▶ Work instruction
Reproduce the portion of the nanoshaping article that begins with the words "The shapes, which" and ends after the words "gold and silver.".

Forum for Science, Industry and Business

Sponsored by:     3M 
Search our Site:

 

Nanoshaping method points to future manufacturing technology

12.12.2014

A new method that creates large-area patterns of three-dimensional nanoshapes from metal sheets represents a potential manufacturing system to inexpensively mass produce innovations such as "plasmonic metamaterials" for advanced technologies.

The metamaterials have engineered surfaces that contain features, patterns or elements on the scale of nanometers that enable unprecedented control of light and could bring innovations such as high-speed electronics, advanced sensors and solar cells.

The new method, called laser shock imprinting, creates shapes out of the crystalline forms of metals, potentially giving them ideal mechanical and optical properties using a bench-top system capable of mass producing the shapes inexpensively

Findings are detailed in a research paper appearing Friday (Dec. 12) in the journal Science. The paper is authored by researchers from Purdue University, Harvard University, Madrid Institute for Advanced Studies, and the University of California, San Diego. The research is led by Gary Cheng, an associate professor of industrial engineering at Purdue.

The shapes, which include nanopyramids, gears, bars, grooves and a fishnet pattern, are too small to be seen without specialized imaging instruments and are thousands of times thinner than the width of a human hair. The researchers used their technique to stamp nanoshapes out of titanium, aluminum, copper, gold and silver.

A key benefit of the shock-induced forming is sharply defined corners and vertical features, or high-fidelity structures.

"These nanoshapes also have extremely smooth surfaces, which is potentially very advantageous for commercial applications," Cheng said. "Traditionally it has been really difficult to deform a crystalline material into a nanomold much smaller than the grain size of starting materials, and due to the size effects the materials are super-strong when grain size has to be reduced to very small sizes. Therefore, it is very challenging to generate metal flow into nanomolds with high-fidelity 3-D shaping."

The researchers also created hybrid structures that combine metal with graphene, an ultrathin sheet of carbon promising for various technologies. Such a hybrid material could enhance the plasmonic effect and bring "metamaterial perfect absorbers," or MPAs, which have potential applications in optoelectronics and wireless communications.

"We can generate nanopatterns on metal-graphene hybrid materials, which opens new ways to pattern 2-D crystals," Cheng said.

The technique works by using a pulsed laser to generate "high strain rate" imprinting of metals into the nanomold.

▶ Listed entries
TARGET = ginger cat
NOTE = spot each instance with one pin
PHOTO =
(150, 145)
---
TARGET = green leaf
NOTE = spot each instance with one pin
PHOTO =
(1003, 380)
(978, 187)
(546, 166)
--
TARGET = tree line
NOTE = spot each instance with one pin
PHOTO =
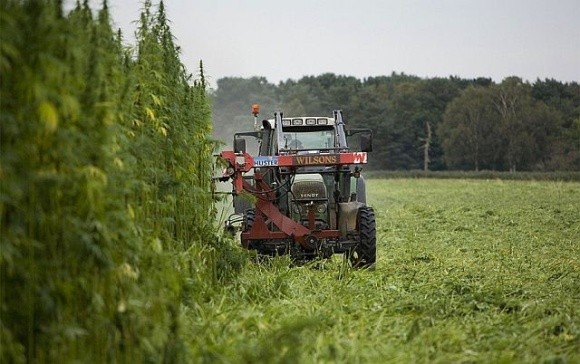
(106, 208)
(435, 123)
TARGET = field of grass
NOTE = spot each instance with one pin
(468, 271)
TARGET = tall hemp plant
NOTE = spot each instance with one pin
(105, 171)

▶ Task result
The shapes, which include nanopyramids, gears, bars, grooves and a fishnet pattern, are too small to be seen without specialized imaging instruments and are thousands of times thinner than the width of a human hair. The researchers used their technique to stamp nanoshapes out of titanium, aluminum, copper, gold and silver.